* begin Page extract *
“Un, deux, trois, quatre, cinq, six”—I looked to my dump, the player to turn to for support. The language was different, but the game was still the same.
I flicked it back to him, and he then hucked it up the field where someone caught it in the end zone. After we scored that point I subbed out and began to chat on the sideline in a mesh of languages. Conversations were primarily in French and English, but there was also German, Spanish, and Chinese.
I’ve become accustomed to the reactions of family members, teachers, and acquaintances who learn I play Frisbee: “So is that like an organized sport?” “Why would you quit soccer for that?” To my surprise, the family I worked for as an au pair in Paris was thrilled to hear about my pickup Frisbee games at Cité Universitaire. My French “sister,” Iris, would tell me Frisbee was très cool and replay stories of Ultimate matches at school.
Ultimate Frisbee is indeed a real sport. It combines the endurance of soccer, the athleticism of football, and the rugged resolution of rugby. The objective is to catch the disc in the end zone, similar to football, but there is no running with the disc. There are seven players from each team on the field—throwing, catching, sprinting, cutting, jumping, making plays, following rules, and of course, laying out.
It is also self-policed: players call fouls on other players as they occur, discuss them on-field, and reach a consensus about the consequences. It is possibly the most fascinating—and sometimes frustrating—part of the game. It encourages honesty, sportsmanship, competitiveness, and spirit.
I only started playing Frisbee last spring; before I spent the summer in Paris, I had no idea how widespread the sport was. Bonnie Tsui of The New York Times writes, “In the last 10 years, Ultimate Frisbee has become one of the world’s fastest-growing sports. It is played in more than 42 countries. Ultimate’s success at the college level, attracting traditional athletes from other sports like soccer and football to compete on its teams, is largely what has elevated the game to this stage.” The game that started in 1968 in Maplewood, New Jersey is spreading across the globe—and fast.
* end Page extract *
* begin Dataset entries *
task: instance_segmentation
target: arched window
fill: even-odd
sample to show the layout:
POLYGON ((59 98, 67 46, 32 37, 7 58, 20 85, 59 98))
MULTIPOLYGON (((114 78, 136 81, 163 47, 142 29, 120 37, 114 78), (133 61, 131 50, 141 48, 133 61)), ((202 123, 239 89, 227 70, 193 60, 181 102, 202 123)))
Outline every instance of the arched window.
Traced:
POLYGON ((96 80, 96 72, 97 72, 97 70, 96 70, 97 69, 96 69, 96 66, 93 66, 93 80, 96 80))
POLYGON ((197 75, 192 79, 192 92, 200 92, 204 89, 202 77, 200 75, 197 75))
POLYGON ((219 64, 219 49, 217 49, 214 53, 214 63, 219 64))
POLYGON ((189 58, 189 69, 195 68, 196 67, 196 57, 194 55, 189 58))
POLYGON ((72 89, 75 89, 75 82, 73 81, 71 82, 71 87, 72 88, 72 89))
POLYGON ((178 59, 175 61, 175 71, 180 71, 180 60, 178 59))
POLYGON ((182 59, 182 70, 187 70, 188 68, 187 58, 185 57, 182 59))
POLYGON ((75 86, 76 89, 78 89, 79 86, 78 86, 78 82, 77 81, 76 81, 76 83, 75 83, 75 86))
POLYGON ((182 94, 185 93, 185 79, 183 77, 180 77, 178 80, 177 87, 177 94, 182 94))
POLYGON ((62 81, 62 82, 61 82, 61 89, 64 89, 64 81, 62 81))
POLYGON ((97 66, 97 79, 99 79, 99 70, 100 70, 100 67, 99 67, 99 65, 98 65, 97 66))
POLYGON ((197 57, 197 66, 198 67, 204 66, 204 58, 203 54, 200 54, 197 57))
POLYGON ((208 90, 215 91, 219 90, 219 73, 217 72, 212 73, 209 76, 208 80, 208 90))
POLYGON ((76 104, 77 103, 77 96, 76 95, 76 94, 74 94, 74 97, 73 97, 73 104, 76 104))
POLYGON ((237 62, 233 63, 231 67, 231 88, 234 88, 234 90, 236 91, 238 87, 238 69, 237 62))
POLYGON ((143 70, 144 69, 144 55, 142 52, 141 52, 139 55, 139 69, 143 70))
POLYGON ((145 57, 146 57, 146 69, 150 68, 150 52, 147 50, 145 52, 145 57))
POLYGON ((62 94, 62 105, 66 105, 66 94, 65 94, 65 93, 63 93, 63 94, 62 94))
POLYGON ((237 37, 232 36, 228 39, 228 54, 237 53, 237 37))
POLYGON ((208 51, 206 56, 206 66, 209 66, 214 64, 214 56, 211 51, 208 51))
* end Dataset entries *
■ What is needed
Write out the full Ultimate Frisbee essay word for word. The items have no connection to the Ultimate Frisbee essay.

■ Complete output
“Un, deux, trois, quatre, cinq, six”—I looked to my dump, the player to turn to for support. The language was different, but the game was still the same.
I flicked it back to him, and he then hucked it up the field where someone caught it in the end zone. After we scored that point I subbed out and began to chat on the sideline in a mesh of languages. Conversations were primarily in French and English, but there was also German, Spanish, and Chinese.
I’ve become accustomed to the reactions of family members, teachers, and acquaintances who learn I play Frisbee: “So is that like an organized sport?” “Why would you quit soccer for that?” To my surprise, the family I worked for as an au pair in Paris was thrilled to hear about my pickup Frisbee games at Cité Universitaire. My French “sister,” Iris, would tell me Frisbee was très cool and replay stories of Ultimate matches at school.
Ultimate Frisbee is indeed a real sport. It combines the endurance of soccer, the athleticism of football, and the rugged resolution of rugby. The objective is to catch the disc in the end zone, similar to football, but there is no running with the disc. There are seven players from each team on the field—throwing, catching, sprinting, cutting, jumping, making plays, following rules, and of course, laying out.
It is also self-policed: players call fouls on other players as they occur, discuss them on-field, and reach a consensus about the consequences. It is possibly the most fascinating—and sometimes frustrating—part of the game. It encourages honesty, sportsmanship, competitiveness, and spirit.
I only started playing Frisbee last spring; before I spent the summer in Paris, I had no idea how widespread the sport was. Bonnie Tsui of The New York Times writes, “In the last 10 years, Ultimate Frisbee has become one of the world’s fastest-growing sports. It is played in more than 42 countries. Ultimate’s success at the college level, attracting traditional athletes from other sports like soccer and football to compete on its teams, is largely what has elevated the game to this stage.” The game that started in 1968 in Maplewood, New Jersey is spreading across the globe—and fast.